WRITTEN EXERCISE => Pull out every line below that contains the string "metal". Case counts.

Pointing records =>
-- begin --

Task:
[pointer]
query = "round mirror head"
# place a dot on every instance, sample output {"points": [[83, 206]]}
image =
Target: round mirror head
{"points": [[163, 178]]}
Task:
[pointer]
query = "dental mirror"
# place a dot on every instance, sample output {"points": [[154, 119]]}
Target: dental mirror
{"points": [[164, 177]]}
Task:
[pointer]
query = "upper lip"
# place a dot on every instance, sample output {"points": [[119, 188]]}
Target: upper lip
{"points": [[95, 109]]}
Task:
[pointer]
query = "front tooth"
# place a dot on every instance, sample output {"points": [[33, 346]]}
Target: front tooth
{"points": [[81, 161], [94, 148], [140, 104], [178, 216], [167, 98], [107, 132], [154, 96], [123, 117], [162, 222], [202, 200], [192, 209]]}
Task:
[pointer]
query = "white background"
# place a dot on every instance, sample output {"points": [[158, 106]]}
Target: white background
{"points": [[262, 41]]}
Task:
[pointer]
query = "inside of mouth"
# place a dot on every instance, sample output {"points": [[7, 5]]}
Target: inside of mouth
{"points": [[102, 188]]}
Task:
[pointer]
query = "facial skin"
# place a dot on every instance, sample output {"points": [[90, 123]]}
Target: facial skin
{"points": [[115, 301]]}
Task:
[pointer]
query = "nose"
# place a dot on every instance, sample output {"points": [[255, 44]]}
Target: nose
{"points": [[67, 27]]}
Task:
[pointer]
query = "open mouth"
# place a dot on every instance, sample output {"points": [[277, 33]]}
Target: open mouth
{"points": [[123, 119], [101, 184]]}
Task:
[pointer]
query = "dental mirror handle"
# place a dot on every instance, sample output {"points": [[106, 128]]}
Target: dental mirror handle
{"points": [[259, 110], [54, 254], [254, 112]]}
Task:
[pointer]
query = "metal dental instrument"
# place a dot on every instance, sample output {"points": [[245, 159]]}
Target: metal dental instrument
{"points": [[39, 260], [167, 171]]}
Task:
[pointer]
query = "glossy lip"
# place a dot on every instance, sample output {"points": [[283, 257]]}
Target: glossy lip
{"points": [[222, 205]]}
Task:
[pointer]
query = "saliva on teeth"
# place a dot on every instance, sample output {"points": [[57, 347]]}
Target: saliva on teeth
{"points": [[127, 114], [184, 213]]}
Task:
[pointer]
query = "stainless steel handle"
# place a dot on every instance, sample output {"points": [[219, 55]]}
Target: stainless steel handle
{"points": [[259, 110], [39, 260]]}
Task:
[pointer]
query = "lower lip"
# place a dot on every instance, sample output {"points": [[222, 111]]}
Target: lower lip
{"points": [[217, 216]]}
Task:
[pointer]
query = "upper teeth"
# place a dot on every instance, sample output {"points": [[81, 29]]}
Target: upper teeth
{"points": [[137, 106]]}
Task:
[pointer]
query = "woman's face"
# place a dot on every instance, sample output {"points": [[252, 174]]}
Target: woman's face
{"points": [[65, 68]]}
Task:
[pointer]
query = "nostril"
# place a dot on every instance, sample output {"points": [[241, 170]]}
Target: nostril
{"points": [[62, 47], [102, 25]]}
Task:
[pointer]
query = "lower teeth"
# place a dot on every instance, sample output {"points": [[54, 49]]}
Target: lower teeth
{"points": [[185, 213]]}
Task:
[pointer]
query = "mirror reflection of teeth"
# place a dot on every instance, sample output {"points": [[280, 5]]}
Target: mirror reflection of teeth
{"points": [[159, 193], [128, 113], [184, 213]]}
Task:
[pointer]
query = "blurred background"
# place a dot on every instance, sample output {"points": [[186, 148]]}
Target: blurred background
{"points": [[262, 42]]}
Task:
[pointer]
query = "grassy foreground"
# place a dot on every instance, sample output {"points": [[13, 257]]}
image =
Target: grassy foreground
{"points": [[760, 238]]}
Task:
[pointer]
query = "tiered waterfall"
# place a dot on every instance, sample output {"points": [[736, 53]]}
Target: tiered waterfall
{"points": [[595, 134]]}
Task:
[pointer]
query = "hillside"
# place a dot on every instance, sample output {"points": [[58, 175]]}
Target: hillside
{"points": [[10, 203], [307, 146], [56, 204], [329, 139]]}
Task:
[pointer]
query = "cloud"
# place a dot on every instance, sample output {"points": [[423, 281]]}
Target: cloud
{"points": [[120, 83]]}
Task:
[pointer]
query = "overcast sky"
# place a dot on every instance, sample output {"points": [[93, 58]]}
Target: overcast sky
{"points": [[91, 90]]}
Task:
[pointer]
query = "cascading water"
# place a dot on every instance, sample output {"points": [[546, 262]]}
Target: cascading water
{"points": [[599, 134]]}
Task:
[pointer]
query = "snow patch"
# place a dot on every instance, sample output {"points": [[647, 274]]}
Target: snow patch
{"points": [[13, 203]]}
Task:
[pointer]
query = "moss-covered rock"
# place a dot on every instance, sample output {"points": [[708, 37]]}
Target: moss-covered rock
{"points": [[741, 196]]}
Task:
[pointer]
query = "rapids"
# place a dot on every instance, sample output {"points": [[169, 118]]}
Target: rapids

-- end --

THE RESPONSE =>
query = "metal dental instrument"
Target: metal dental instrument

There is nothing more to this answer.